Problem requirements: What you produce should be every line from the data that includes "column".

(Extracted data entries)

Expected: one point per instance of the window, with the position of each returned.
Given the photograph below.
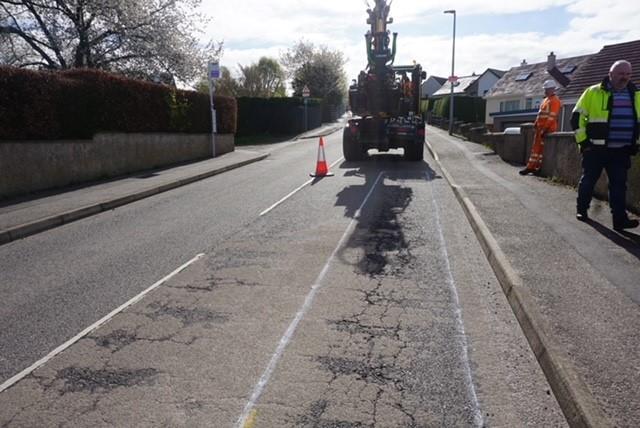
(511, 105)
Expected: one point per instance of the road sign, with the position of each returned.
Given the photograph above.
(214, 70)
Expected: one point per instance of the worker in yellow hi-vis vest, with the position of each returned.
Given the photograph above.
(546, 122)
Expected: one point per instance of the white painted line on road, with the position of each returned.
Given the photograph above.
(284, 340)
(471, 390)
(11, 381)
(294, 192)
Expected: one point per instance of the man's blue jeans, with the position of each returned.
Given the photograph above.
(616, 162)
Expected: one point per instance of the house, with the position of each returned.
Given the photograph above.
(432, 84)
(516, 97)
(475, 85)
(594, 70)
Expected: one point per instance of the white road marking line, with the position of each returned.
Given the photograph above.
(477, 414)
(284, 340)
(13, 380)
(294, 192)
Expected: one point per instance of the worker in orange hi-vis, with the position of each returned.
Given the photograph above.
(546, 122)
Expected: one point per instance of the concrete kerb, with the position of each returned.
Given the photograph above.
(577, 403)
(34, 227)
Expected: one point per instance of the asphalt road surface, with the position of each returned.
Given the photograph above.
(358, 300)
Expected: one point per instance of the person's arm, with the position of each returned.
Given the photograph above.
(579, 120)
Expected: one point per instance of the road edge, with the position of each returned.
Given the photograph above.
(576, 401)
(46, 223)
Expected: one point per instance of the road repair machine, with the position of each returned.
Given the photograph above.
(385, 99)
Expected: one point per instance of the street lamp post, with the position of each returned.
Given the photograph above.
(452, 77)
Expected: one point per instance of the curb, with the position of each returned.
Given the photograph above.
(37, 226)
(575, 399)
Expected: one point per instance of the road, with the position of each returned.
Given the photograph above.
(361, 299)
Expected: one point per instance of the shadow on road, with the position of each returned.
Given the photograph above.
(379, 231)
(627, 240)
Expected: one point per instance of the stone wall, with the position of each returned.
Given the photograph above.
(561, 160)
(31, 166)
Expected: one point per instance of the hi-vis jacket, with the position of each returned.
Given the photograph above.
(547, 118)
(591, 114)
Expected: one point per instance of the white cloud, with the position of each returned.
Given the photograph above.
(252, 28)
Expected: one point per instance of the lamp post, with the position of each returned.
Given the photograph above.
(452, 77)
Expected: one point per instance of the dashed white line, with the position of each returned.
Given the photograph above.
(13, 380)
(294, 192)
(284, 340)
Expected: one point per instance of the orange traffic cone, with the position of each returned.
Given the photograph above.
(322, 170)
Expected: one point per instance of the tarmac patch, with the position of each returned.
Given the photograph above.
(185, 315)
(82, 379)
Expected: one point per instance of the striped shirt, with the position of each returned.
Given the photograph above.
(622, 120)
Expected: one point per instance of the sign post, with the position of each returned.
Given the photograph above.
(305, 95)
(213, 74)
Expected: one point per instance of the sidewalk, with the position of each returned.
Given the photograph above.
(572, 286)
(21, 219)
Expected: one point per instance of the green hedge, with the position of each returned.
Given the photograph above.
(277, 116)
(465, 109)
(79, 103)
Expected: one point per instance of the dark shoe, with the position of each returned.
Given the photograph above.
(625, 224)
(525, 171)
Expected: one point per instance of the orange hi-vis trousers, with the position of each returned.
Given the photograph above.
(546, 122)
(535, 159)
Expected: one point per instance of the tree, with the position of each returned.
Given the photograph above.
(136, 38)
(226, 85)
(264, 79)
(320, 69)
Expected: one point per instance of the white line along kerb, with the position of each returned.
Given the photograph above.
(15, 379)
(284, 341)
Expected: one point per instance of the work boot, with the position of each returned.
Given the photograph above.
(626, 223)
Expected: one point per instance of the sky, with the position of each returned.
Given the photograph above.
(489, 34)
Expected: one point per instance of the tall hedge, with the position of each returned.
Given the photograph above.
(466, 109)
(277, 115)
(76, 104)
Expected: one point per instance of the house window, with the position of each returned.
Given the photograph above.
(511, 105)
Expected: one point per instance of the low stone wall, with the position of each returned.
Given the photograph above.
(561, 160)
(30, 166)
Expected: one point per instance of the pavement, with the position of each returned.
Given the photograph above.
(20, 218)
(572, 286)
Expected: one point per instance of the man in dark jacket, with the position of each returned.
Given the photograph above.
(607, 123)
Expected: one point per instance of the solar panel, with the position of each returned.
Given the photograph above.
(523, 76)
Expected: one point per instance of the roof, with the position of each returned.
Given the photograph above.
(598, 67)
(463, 84)
(438, 79)
(527, 79)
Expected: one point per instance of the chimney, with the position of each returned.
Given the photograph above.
(551, 61)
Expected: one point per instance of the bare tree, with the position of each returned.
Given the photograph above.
(264, 79)
(139, 38)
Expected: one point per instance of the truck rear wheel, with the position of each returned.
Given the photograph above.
(414, 151)
(351, 147)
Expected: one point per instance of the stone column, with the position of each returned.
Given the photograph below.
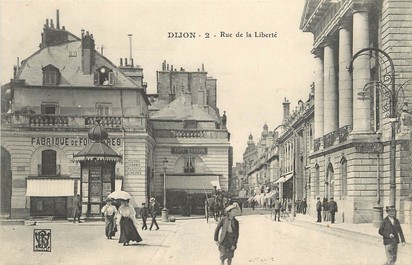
(330, 88)
(361, 73)
(318, 93)
(345, 79)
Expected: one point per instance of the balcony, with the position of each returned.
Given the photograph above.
(208, 134)
(67, 122)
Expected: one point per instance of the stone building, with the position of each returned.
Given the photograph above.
(56, 95)
(350, 158)
(190, 134)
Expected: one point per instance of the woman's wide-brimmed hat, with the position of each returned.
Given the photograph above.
(390, 208)
(231, 207)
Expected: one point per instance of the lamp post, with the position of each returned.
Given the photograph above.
(390, 91)
(165, 211)
(294, 165)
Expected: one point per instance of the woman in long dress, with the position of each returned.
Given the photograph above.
(127, 221)
(109, 212)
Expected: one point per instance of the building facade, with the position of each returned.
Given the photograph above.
(57, 94)
(351, 155)
(65, 88)
(190, 133)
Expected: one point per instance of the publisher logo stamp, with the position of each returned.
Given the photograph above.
(42, 240)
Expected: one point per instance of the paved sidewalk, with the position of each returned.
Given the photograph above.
(366, 229)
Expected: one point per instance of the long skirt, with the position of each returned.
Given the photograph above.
(225, 248)
(128, 231)
(110, 225)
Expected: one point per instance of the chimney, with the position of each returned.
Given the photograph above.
(57, 19)
(88, 47)
(188, 98)
(131, 56)
(285, 104)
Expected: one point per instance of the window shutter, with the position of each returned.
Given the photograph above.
(111, 78)
(96, 78)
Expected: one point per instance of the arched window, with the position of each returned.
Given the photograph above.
(51, 75)
(330, 182)
(104, 76)
(48, 163)
(317, 184)
(189, 164)
(344, 189)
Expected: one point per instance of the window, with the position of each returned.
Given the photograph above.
(48, 162)
(190, 124)
(50, 108)
(189, 166)
(104, 76)
(317, 186)
(104, 109)
(344, 165)
(51, 75)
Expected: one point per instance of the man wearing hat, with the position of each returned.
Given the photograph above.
(227, 241)
(333, 208)
(154, 211)
(390, 229)
(143, 214)
(109, 211)
(319, 210)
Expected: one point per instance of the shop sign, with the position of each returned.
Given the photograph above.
(189, 150)
(66, 141)
(133, 167)
(369, 148)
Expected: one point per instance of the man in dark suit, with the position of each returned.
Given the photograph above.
(276, 206)
(143, 214)
(333, 208)
(227, 241)
(390, 230)
(154, 211)
(319, 210)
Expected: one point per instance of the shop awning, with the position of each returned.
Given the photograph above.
(51, 187)
(194, 182)
(270, 194)
(284, 178)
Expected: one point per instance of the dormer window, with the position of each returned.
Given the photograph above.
(51, 75)
(104, 76)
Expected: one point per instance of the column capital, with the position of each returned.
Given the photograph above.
(345, 23)
(361, 6)
(329, 41)
(318, 52)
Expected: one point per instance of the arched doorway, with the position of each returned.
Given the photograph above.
(6, 183)
(330, 182)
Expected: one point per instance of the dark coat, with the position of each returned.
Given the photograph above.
(143, 212)
(154, 209)
(318, 206)
(333, 207)
(388, 228)
(224, 225)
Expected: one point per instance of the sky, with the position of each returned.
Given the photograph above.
(254, 75)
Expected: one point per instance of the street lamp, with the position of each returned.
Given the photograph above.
(387, 85)
(294, 165)
(165, 211)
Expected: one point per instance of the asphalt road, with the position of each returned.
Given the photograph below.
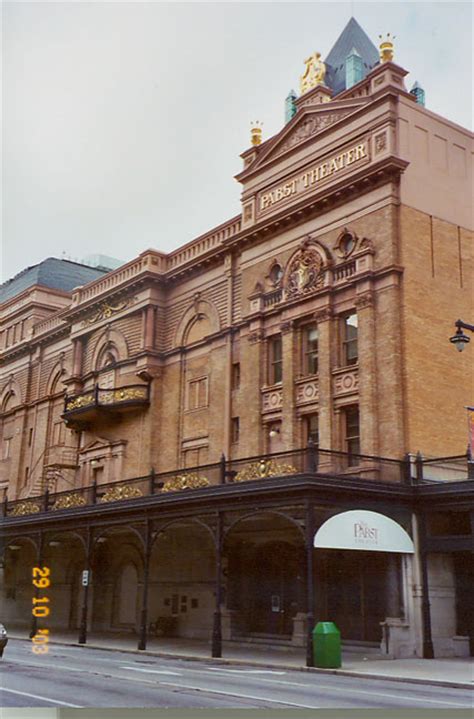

Solution to the exercise:
Expected: one point per instance of the stone column, with the position of each returned.
Expected: one point per instance of the column capital, with the position of each returned.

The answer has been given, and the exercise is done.